───── EXTRAIT D'ARTICLE ─────

Daniel Harding illumine Schumann pour ses débuts à l'orchestre de Paris

C) Orchestre de Paris, William Beaucardet

Passionnante prise de fonction de Daniel Harding à la Philharmonie ce week-end. Passionnante car risquée, et qui affiche de hautes ambitions dont nous verrons si elles se poursuivent.

UNE OEUVRE-FLEUVE, RAREMENT JOUEE, DE SCHUMANN

Car il est courant, surtout quand on se présente à un public, de construire son programme sur la sacro-sainte trilogie "ouverture-concerto-symphonie", en se trouvant un partenaire soliste prestigieux ce qui, quand on s'appelle Harding, n'est pas bien difficile. Pas du tout: le jeune (41 ans à peine) britannique ouvre sa première saison par une oeuvre-fleuve (2 heures), rarement jouée, d'un compositeur, Schumann, qui n'est pas le plus aimé des orchestres: les "Scènes du Faust de Goethe". Rarement, la dernière fois il y a dix ans, sous la baguette de Christoph Eschenbach. Des "Scènes" écrites pour... sept solistes, des solistes de choeur, un choeur (imposant), un choeur mixte d'enfants et une formation symphonique au grand complet (on a compté six ou sept contrebasses). De quoi y montrer son souffle, sa patte, son sens de l'architecture, sa capacité à manier les masses.

─────

EXERCICES À RÉSOUDRE
(a) Indiquez si chacune des affirmations (i), (ii) et (iii) concorde avec l'article sur les débuts de Daniel Harding, en répondant par oui ou par non et en citant mot pour mot le passage qui tranche : (i) Daniel Harding a à peine 41 ans ; (ii) les « Scènes du Faust de Goethe » durent environ une heure ; (iii) l'œuvre a été jouée pour la dernière fois il y a dix ans sous la direction de Christoph Eschenbach.
(b) Reproduisez à l'identique le passage de l'article sur les débuts de Daniel Harding qui va de « Daniel Harding illumine » jusqu'à « elles se poursuivent. ».
(c) Résumez en deux phrases l'article sur les débuts de Daniel Harding.
Appuyez-vous uniquement sur l'article ci-dessus.

───── DONNÉES RÉPERTORIÉES ─────

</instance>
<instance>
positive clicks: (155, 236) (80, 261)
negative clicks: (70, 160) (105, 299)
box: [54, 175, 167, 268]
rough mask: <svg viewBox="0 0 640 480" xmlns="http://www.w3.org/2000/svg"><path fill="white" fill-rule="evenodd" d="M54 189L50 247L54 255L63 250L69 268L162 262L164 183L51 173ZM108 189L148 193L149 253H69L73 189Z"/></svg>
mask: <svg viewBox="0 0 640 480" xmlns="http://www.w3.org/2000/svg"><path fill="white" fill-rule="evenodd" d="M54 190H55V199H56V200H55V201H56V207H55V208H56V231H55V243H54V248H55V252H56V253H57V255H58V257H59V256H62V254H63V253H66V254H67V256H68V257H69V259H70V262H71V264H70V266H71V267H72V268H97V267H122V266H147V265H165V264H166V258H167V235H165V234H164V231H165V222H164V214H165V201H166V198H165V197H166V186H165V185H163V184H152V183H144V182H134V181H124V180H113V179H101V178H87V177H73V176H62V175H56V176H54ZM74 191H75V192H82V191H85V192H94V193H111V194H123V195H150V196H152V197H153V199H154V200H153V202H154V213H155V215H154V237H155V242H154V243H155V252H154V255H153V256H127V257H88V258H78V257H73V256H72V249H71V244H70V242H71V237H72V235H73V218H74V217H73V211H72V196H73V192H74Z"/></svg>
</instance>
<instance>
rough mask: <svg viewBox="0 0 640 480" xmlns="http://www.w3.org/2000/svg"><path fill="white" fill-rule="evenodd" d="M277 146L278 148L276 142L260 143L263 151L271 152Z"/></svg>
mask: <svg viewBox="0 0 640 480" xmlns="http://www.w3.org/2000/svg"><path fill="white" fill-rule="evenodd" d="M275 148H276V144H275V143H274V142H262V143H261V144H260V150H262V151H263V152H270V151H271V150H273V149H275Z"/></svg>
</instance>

─────

RÉPONSES RÉDIGÉES
(a)
(i) Oui : « le jeune (41 ans à peine) britannique ».
(ii) Non : « une oeuvre-fleuve (2 heures) ».
(iii) Oui : « la dernière fois il y a dix ans, sous la baguette de Christoph Eschenbach ».

(b)
Daniel Harding illumine Schumann pour ses débuts à l'orchestre de Paris

C) Orchestre de Paris, William Beaucardet

Passionnante prise de fonction de Daniel Harding à la Philharmonie ce week-end. Passionnante car risquée, et qui affiche de hautes ambitions dont nous verrons si elles se poursuivent.

(c) Pour sa prise de fonction à l'Orchestre de Paris, Daniel Harding ouvre sa première saison à la Philharmonie avec les « Scènes du Faust de Goethe » de Schumann, une œuvre-fleuve de deux heures rarement jouée, plutôt qu'avec la trilogie habituelle « ouverture-concerto-symphonie ». Écrite pour sept solistes, des solistes de chœur, un chœur, un chœur mixte d'enfants et une formation symphonique au grand complet, l'œuvre lui permet de montrer son souffle, son sens de l'architecture et sa capacité à manier les masses.